"""
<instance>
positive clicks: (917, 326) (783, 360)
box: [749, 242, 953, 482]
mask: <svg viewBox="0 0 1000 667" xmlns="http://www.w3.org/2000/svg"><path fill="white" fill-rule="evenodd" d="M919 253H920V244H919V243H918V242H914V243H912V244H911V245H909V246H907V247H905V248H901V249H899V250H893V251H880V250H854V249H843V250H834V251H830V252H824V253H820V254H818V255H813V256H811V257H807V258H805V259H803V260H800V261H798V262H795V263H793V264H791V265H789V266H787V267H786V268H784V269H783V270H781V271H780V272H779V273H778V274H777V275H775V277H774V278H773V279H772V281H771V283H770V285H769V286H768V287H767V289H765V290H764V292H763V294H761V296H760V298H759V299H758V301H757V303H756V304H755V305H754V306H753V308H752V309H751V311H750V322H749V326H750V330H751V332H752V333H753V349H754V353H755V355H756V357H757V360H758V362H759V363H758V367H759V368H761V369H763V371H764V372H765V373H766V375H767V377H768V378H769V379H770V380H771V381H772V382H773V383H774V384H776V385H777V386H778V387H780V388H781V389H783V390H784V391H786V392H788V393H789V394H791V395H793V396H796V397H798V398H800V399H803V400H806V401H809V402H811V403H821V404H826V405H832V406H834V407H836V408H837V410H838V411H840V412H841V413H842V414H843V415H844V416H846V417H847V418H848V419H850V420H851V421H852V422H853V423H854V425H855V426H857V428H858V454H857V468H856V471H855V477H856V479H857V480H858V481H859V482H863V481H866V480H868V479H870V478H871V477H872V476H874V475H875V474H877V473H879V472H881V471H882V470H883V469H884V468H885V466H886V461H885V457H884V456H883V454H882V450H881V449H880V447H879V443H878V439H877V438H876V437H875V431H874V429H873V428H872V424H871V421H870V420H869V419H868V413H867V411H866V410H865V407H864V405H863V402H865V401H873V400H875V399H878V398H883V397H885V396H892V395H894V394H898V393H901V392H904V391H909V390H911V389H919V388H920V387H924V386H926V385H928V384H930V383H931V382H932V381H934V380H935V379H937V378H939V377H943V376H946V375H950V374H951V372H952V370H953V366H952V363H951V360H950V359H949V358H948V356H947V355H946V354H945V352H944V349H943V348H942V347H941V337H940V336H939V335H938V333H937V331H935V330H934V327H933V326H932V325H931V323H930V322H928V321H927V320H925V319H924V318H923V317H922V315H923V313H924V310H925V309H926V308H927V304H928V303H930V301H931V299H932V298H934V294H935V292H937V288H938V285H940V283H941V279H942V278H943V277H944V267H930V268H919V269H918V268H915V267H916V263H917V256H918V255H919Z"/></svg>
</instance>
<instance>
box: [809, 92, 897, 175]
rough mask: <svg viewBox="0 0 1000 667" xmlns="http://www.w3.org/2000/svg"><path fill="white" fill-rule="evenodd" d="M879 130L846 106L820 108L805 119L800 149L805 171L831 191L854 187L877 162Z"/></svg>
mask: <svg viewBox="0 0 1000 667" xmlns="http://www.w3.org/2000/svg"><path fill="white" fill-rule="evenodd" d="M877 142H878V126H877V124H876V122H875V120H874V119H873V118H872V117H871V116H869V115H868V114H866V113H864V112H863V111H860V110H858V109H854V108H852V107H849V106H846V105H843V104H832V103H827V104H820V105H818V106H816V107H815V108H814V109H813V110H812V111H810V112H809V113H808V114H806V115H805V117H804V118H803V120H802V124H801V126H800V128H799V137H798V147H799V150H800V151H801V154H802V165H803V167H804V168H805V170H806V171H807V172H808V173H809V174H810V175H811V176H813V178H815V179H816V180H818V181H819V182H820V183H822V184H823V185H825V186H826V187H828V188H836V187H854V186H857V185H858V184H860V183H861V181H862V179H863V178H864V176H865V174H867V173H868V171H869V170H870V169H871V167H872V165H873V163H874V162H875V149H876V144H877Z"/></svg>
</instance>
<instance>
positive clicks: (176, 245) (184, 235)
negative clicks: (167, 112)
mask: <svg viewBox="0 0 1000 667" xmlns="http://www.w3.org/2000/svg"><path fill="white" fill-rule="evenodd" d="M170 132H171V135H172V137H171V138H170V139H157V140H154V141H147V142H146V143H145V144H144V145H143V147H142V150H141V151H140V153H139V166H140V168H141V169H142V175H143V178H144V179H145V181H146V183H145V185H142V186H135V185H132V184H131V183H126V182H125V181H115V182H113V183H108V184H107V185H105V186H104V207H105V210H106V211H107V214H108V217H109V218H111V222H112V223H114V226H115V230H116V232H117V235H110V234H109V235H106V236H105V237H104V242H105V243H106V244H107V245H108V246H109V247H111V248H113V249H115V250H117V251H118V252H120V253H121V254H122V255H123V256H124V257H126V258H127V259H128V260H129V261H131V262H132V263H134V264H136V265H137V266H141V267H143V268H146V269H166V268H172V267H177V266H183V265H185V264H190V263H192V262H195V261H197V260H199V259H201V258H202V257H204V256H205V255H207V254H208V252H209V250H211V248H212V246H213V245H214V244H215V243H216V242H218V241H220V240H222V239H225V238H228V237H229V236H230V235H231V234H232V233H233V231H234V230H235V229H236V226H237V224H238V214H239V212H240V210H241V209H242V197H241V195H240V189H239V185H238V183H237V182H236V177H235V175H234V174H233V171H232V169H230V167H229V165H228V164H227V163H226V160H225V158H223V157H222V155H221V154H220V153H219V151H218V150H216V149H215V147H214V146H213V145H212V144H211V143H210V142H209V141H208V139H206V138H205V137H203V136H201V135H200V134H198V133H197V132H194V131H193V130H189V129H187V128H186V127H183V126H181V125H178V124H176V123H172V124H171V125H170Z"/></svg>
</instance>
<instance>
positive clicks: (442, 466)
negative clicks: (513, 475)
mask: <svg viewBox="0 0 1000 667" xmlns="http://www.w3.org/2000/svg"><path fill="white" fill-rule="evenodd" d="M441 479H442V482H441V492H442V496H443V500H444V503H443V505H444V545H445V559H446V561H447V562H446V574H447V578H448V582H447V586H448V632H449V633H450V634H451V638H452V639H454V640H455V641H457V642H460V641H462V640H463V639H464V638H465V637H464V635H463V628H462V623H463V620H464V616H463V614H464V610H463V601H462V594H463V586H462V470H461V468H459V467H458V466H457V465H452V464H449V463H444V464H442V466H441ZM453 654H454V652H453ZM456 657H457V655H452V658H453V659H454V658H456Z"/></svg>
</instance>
"""
- **WHAT THE EXERCISE ASKS**: Rewrite all the records above, changing every occurrence of "positive clicks" to "foreground clicks" and leaving the rest untouched.

- **EXERCISE RESULT**:
<instance>
foreground clicks: (917, 326) (783, 360)
box: [749, 242, 953, 482]
mask: <svg viewBox="0 0 1000 667" xmlns="http://www.w3.org/2000/svg"><path fill="white" fill-rule="evenodd" d="M919 253H920V244H919V243H918V242H914V243H912V244H911V245H909V246H907V247H905V248H901V249H899V250H893V251H880V250H854V249H843V250H834V251H830V252H824V253H820V254H818V255H813V256H811V257H807V258H805V259H803V260H800V261H798V262H795V263H793V264H791V265H789V266H787V267H786V268H784V269H783V270H781V271H780V272H779V273H778V274H777V275H775V277H774V278H773V279H772V281H771V283H770V285H769V286H768V287H767V289H765V290H764V292H763V294H761V296H760V298H759V299H758V301H757V303H756V304H755V305H754V306H753V308H752V309H751V311H750V322H749V326H750V330H751V332H752V333H753V349H754V353H755V355H756V357H757V360H758V362H759V363H758V367H759V368H761V369H763V371H764V372H765V373H766V375H767V377H768V378H769V379H770V380H771V381H772V382H773V383H774V384H776V385H777V386H778V387H780V388H781V389H783V390H784V391H786V392H788V393H789V394H791V395H793V396H796V397H798V398H800V399H803V400H806V401H809V402H811V403H821V404H826V405H832V406H834V407H836V408H837V410H838V411H840V412H841V413H842V414H843V415H844V416H846V417H847V418H848V419H850V420H851V421H852V422H853V423H854V425H855V426H857V428H858V454H857V468H856V471H855V477H856V479H857V480H858V481H859V482H863V481H866V480H868V479H870V478H871V477H872V476H874V475H875V474H877V473H879V472H881V471H882V470H883V469H884V468H885V466H886V461H885V457H884V456H883V454H882V450H881V449H880V447H879V443H878V439H877V438H876V437H875V431H874V429H873V428H872V424H871V421H870V420H869V419H868V413H867V411H866V410H865V407H864V405H863V402H865V401H873V400H875V399H878V398H883V397H885V396H892V395H894V394H898V393H901V392H904V391H909V390H911V389H919V388H920V387H924V386H926V385H928V384H930V383H931V382H932V381H934V380H935V379H937V378H939V377H943V376H946V375H950V374H951V372H952V370H953V366H952V363H951V360H950V359H949V358H948V356H947V355H946V354H945V352H944V349H943V348H942V347H941V337H940V336H939V335H938V333H937V331H935V330H934V327H933V326H932V325H931V323H930V322H928V321H927V320H925V319H924V318H923V317H922V315H923V313H924V310H925V309H926V308H927V304H928V303H930V301H931V299H932V298H934V294H935V292H937V288H938V285H940V283H941V279H942V278H943V277H944V267H930V268H919V269H918V268H915V267H916V263H917V256H918V255H919Z"/></svg>
</instance>
<instance>
box: [809, 92, 897, 175]
rough mask: <svg viewBox="0 0 1000 667" xmlns="http://www.w3.org/2000/svg"><path fill="white" fill-rule="evenodd" d="M879 130L846 106L820 108L805 119L800 149L805 171L831 191L854 187L877 162Z"/></svg>
mask: <svg viewBox="0 0 1000 667" xmlns="http://www.w3.org/2000/svg"><path fill="white" fill-rule="evenodd" d="M877 142H878V126H877V124H876V122H875V120H874V119H873V118H872V117H871V116H869V115H868V114H866V113H864V112H863V111H860V110H858V109H854V108H852V107H849V106H846V105H843V104H832V103H827V104H820V105H818V106H816V107H815V108H814V109H813V110H812V111H810V112H809V113H808V114H806V115H805V117H804V118H803V120H802V124H801V126H800V128H799V137H798V147H799V150H800V151H801V154H802V165H803V167H804V168H805V170H806V171H807V172H808V173H809V174H810V175H811V176H813V178H815V179H816V180H818V181H819V182H820V183H822V184H823V185H825V186H826V187H828V188H836V187H854V186H857V185H858V184H860V183H861V181H862V179H863V178H864V176H865V174H867V173H868V171H869V170H870V169H871V167H872V165H873V163H874V162H875V149H876V144H877Z"/></svg>
</instance>
<instance>
foreground clicks: (176, 245) (184, 235)
negative clicks: (167, 112)
mask: <svg viewBox="0 0 1000 667" xmlns="http://www.w3.org/2000/svg"><path fill="white" fill-rule="evenodd" d="M170 132H171V135H172V137H171V138H170V139H157V140H154V141H147V142H146V143H145V144H144V145H143V147H142V150H141V151H140V153H139V166H140V168H141V169H142V175H143V178H144V179H145V181H146V183H145V185H142V186H135V185H132V184H131V183H126V182H125V181H115V182H113V183H108V184H107V185H105V186H104V207H105V210H106V211H107V214H108V217H109V218H111V222H112V223H114V226H115V230H116V232H117V235H110V234H109V235H106V236H105V237H104V242H105V243H106V244H107V245H108V246H109V247H111V248H113V249H115V250H117V251H118V252H120V253H121V254H122V255H123V256H124V257H126V258H127V259H128V260H129V261H131V262H132V263H134V264H136V265H137V266H141V267H143V268H146V269H166V268H172V267H177V266H183V265H185V264H190V263H192V262H195V261H197V260H199V259H201V258H202V257H204V256H205V255H207V254H208V252H209V250H211V248H212V246H213V245H214V244H215V243H216V242H218V241H220V240H222V239H225V238H228V237H229V236H230V235H231V234H232V233H233V231H234V230H235V229H236V226H237V224H238V214H239V212H240V210H241V209H242V197H241V195H240V189H239V185H238V183H237V182H236V177H235V175H234V174H233V171H232V169H230V167H229V165H228V164H227V163H226V160H225V158H223V157H222V155H221V154H220V153H219V151H218V150H216V149H215V147H214V146H213V145H212V144H211V143H210V142H209V141H208V139H206V138H205V137H203V136H201V135H200V134H198V133H197V132H194V131H193V130H189V129H187V128H186V127H183V126H181V125H178V124H176V123H172V124H171V125H170Z"/></svg>
</instance>
<instance>
foreground clicks: (442, 466)
negative clicks: (513, 475)
mask: <svg viewBox="0 0 1000 667" xmlns="http://www.w3.org/2000/svg"><path fill="white" fill-rule="evenodd" d="M441 479H442V482H441V492H442V496H443V500H444V503H443V505H444V545H445V559H446V561H447V562H446V574H447V578H448V582H447V586H448V632H449V633H450V634H451V638H452V639H454V640H455V641H457V642H460V641H462V640H463V639H464V638H465V637H464V635H463V628H462V623H463V620H464V616H463V614H464V610H463V601H462V594H463V586H462V470H461V468H459V467H458V466H457V465H452V464H449V463H444V464H442V466H441ZM453 654H454V652H453ZM456 657H457V655H452V658H453V659H454V658H456Z"/></svg>
</instance>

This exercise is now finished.